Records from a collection
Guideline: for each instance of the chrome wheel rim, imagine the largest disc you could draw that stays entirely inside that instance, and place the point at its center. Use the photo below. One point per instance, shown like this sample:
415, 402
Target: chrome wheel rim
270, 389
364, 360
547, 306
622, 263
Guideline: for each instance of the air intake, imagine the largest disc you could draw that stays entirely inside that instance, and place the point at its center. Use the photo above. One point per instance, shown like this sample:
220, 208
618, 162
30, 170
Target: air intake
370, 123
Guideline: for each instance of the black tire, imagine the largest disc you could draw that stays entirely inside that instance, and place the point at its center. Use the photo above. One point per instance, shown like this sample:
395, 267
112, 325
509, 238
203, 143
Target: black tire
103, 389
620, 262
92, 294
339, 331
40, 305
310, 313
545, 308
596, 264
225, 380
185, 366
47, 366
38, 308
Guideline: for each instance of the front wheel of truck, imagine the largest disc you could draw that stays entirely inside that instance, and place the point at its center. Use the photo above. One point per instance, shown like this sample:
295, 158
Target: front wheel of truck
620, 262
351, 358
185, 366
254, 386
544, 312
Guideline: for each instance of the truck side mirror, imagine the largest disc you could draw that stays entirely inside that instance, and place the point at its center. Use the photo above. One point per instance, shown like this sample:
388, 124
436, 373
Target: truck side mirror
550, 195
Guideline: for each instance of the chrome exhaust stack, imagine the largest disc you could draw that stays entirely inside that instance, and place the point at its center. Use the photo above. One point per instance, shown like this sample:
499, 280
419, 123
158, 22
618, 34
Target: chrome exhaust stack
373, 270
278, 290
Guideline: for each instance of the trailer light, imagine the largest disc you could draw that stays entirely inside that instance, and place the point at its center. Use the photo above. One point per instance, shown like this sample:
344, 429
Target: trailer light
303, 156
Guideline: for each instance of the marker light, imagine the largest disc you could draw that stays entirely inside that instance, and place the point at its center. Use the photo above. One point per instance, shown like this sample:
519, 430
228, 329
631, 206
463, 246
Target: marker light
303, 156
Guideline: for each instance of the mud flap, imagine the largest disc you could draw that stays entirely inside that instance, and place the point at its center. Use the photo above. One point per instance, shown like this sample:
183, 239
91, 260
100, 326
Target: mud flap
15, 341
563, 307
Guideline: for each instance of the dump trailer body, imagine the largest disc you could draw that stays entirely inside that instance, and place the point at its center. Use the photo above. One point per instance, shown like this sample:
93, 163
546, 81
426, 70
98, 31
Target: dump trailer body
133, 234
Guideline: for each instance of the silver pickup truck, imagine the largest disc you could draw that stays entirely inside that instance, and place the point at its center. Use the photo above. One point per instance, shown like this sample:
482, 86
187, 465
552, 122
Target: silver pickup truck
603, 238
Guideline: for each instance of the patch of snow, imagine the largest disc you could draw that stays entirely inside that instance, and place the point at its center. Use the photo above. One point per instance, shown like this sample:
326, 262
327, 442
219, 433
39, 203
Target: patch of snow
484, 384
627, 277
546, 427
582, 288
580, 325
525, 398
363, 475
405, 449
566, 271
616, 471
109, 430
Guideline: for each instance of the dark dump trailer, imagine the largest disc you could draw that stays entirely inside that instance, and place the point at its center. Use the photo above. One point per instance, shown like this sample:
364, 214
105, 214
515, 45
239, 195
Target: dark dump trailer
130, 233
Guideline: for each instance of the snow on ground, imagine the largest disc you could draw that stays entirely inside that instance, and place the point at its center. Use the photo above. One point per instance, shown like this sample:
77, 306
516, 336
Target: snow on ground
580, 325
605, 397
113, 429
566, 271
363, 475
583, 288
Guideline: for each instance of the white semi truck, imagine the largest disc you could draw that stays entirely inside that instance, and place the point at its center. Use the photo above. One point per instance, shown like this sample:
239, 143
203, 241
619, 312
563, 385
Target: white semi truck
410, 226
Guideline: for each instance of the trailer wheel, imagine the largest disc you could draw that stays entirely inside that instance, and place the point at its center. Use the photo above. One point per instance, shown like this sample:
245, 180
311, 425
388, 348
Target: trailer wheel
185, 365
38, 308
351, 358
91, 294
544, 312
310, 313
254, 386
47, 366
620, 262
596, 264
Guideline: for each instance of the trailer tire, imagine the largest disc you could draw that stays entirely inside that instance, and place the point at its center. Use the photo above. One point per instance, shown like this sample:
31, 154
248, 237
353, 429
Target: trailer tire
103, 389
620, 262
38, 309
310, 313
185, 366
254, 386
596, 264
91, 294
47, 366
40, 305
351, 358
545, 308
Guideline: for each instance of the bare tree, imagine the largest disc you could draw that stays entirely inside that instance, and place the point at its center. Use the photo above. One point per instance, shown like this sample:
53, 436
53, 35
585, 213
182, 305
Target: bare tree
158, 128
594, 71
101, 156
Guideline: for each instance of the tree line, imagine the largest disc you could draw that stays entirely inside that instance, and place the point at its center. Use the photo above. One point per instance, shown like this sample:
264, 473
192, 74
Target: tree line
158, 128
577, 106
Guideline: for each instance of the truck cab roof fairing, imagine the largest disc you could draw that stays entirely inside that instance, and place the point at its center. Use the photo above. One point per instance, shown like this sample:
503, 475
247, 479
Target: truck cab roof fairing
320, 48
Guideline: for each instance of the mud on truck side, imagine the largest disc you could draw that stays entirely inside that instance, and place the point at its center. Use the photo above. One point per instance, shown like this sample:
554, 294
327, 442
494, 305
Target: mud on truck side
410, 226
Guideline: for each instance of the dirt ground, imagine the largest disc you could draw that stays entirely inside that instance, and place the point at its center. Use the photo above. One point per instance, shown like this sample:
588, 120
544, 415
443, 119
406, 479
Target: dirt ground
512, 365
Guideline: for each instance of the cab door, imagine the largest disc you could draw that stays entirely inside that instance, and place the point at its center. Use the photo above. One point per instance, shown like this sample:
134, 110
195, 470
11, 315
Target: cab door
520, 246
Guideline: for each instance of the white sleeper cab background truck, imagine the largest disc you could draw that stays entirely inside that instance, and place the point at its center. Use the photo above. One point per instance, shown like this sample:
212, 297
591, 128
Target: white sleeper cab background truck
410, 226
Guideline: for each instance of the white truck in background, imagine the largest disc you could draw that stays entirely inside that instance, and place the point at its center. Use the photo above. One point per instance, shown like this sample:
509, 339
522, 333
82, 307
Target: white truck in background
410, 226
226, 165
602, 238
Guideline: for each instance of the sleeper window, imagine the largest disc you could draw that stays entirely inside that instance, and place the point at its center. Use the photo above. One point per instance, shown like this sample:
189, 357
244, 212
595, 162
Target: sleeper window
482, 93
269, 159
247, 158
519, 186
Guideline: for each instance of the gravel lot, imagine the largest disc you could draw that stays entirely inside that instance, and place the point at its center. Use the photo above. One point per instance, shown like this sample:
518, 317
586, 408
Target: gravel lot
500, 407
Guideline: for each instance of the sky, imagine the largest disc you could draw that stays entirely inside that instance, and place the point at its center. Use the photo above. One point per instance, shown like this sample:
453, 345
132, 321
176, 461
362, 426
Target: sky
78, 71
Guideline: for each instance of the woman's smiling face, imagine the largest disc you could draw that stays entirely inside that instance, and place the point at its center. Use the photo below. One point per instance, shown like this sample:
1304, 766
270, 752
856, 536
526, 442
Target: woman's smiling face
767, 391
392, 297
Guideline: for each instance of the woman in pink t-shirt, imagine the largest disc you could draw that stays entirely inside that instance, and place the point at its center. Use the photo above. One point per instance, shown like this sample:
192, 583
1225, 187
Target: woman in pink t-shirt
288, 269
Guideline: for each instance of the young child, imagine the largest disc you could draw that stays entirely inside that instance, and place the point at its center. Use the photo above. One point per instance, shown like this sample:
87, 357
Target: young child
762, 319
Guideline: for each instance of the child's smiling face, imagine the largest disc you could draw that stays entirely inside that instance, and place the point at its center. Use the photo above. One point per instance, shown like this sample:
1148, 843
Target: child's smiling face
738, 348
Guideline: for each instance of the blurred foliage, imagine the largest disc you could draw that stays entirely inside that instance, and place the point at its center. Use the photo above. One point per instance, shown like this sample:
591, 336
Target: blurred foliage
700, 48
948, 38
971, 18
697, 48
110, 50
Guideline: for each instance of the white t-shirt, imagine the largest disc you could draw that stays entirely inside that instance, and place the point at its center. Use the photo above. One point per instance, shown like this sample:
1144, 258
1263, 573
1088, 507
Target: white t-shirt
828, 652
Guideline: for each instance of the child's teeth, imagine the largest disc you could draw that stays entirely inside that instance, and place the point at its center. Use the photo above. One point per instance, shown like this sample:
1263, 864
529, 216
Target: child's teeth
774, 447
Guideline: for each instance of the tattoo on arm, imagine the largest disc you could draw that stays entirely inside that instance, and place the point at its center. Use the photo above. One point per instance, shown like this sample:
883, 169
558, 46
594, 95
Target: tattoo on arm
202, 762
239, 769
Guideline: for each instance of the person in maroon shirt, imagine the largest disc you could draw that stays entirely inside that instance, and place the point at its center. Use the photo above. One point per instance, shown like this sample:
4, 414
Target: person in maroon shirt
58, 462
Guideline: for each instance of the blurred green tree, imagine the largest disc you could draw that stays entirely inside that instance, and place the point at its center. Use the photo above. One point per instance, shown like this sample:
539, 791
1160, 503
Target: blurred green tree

**GIVEN EXERCISE**
Copy, character for character, the lines from the line that holds "Guideline: for each instance of the person" through the final line of the records above.

**ANSWER TO THIS EXERCISE**
Guideline: for each instance of the person in maroon shirt, imagine the largest disc you could draw that stays entirely inside that instance, and place the point at its center. Use the photo above. One point per instance, shown like this sample:
4, 414
Target: person in maroon shirt
58, 462
Guideline: for each instance of the blurred green tree, imagine the largest disc you could draw that stays entirely inside that instance, and place the point at its center. Use the photo above. One point per instance, shown like this sample:
539, 791
1160, 503
Target: blurred green tree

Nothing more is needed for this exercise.